Вообще манера игрока держать себя на корте – такая же важная часть теннисного матча, как техника и тактика. Ведь в теннисе многим болельщикам интересны прежде всего характеры, яркие индивидуальности, и совершенно неважно, как они перекидывают мяч через сетку – кручеными ударами или плоскими. С этой точки зрения вклад Федерера в развитие нашего вида спорта огромен. Роджер из тех людей, которых называют живыми иконами, хотя я не берусь судить, насколько естественно он ведет себя на публике или перед телекамерами.
По сравнению с временами Илие Настасе и Джона Макинроя профессиональный теннис сильно изменился из-за влияния на него больших рекламных денег. И желание нравиться как можно большему количеству людей, которого у Роджера, конечно, не отнять, вполне естественно и необходимо для популяризации профессионального тенниса. В то же время появление таких спорных и приметных фигур, как Ник Кирьос, вызывает у многих раздражение и даже ревность. Но и такие персонажи, плохие парни, тоже нужны профессиональному туру, поскольку они выходят за рамки общепринятых корпоративных норм и переключают на себя часть внимания.

════════

**Задание для выполнения**
Что, согласно отрывку о теннисе, сильно изменило профессиональный теннис по сравнению с временами Илие Настасе и Джона Макинроя?

**Исходный материал**

════════

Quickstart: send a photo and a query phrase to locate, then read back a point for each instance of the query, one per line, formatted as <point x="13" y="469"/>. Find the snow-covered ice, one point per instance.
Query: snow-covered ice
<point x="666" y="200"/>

════════

**Готовое решение**
Влияние на него больших рекламных денег.